_Source document:_
..............................

Although the effects of flooding on ants is not well studied, several adaptations that allow ants to survive floods –has been described (Marx et al. 2012). The Myrmica ants, in particular, are especially exposed to flooding as they build underground nests. Representatives of this very widespread genus have developed two strategies that allow them to survive several days of inundation. The first strategy is to use the trapped air bubbles in the anthill during the flooding; they also tolerate increased concentrations of carbon dioxide. The species is able to take advantage of the air bubbles that form in the anthill gallery and with their help spend several days completely underwater. If the floods do not recede for a longer time, the concentration of carbon dioxide in the bubble rises to the limit value causing ant mortality (Robson 2010). Another survival strategy is swimming and finding a refuge on dry land. Representatives of the genus Myrmica have often been observed swimming several meters to land or the nearest branch (Radchenko and Elmens 2010). Even less is known on Myrmica ants recolonization of suitable habitats, but it likely appears through budding from the existing colonies (Hicks, 2012) as nuptial flights, especially of females, are very localized (Elmes 1991).
Our aim was to study the effects of flooding on host ant M. scabrinodis distribution and recolonization. Specifically, we wanted to investigate: (i) how floods and their duration affect the presence – the probability of survival of the M. scabrinodis host ant. We assumed that using above described strategies ants survive shorter floods, but with the prolongation of flood duration, the probability of survival of ants decreases and finally drops to zero resulting in local extinctions; (ii) whether and how the recolonization of host ants to unoccupied areas is proceeding after the end of floods. Habitat recolonization in mobile species occurs in at least two manners, either by gradual marginal expansion of the population range, as is budding of ant colonies, or by long distance dispersal and the establishment of new (also remote) metapopulation nuclei, as e.g. is the case in nuptial flights in social insects. Since ants are less migratory for most of their lives (except for the nuptial flights), we expect, that the first of both listed systems of recolonization would prevail. Therefore, we predict: (i) that the probability of occurrence of ants decreases with distance from the nearest topographic refuge (elevated site enabling ant survival during floods), and (ii) this probability simultaneously increases over the time (elapsed since the last major flood) due to the (gradual) process of recolonization. These patterns of mortality and recolonization are of great conservation importance also for the P. teleius, as it fully depends on the presence of its host ant.

..............................

_Data section:_
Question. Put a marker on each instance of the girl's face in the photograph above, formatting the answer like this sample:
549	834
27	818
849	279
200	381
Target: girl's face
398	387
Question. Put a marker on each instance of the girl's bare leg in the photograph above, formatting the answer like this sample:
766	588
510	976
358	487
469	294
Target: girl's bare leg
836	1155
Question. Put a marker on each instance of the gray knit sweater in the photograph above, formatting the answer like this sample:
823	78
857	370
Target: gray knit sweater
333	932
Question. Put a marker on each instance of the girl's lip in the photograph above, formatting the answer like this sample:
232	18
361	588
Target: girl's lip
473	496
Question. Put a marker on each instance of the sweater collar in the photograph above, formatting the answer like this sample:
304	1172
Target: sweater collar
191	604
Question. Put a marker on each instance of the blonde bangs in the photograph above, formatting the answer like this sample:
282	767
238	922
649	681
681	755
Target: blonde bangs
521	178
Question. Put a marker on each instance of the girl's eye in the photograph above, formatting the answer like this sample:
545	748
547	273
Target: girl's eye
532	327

..............................

_Tasks to carry out:_
[A] Rewrite the paragraph of the flooding and ants passage above that begins "Although the effects of flooding on ants" as a bulleted list that keeps its main facts.
[B] In the flooding and ants passage, what is meant by a "topographic refuge"?

_Responses to the exercise:_
[A]
- The effects of flooding on ants are not well studied, but several adaptations that help ants survive floods have been described (Marx et al. 2012).
- Myrmica ants build underground nests, so they are especially exposed to flooding.
- This widespread genus has two strategies for surviving several days of inundation.
- First strategy: using air bubbles trapped in the anthill galleries and tolerating higher carbon dioxide concentrations. If floods last longer, the carbon dioxide in the bubble rises to a level that kills the ants (Robson 2010).
- Second strategy: swimming, often several meters, to dry land or the nearest branch (Radchenko and Elmens 2010).
- Recolonization of suitable habitats is even less understood. It likely happens through budding from existing colonies (Hicks 2012), because nuptial flights, especially of females, are very localized (Elmes 1991).

[B] An elevated site that enables ant survival during floods.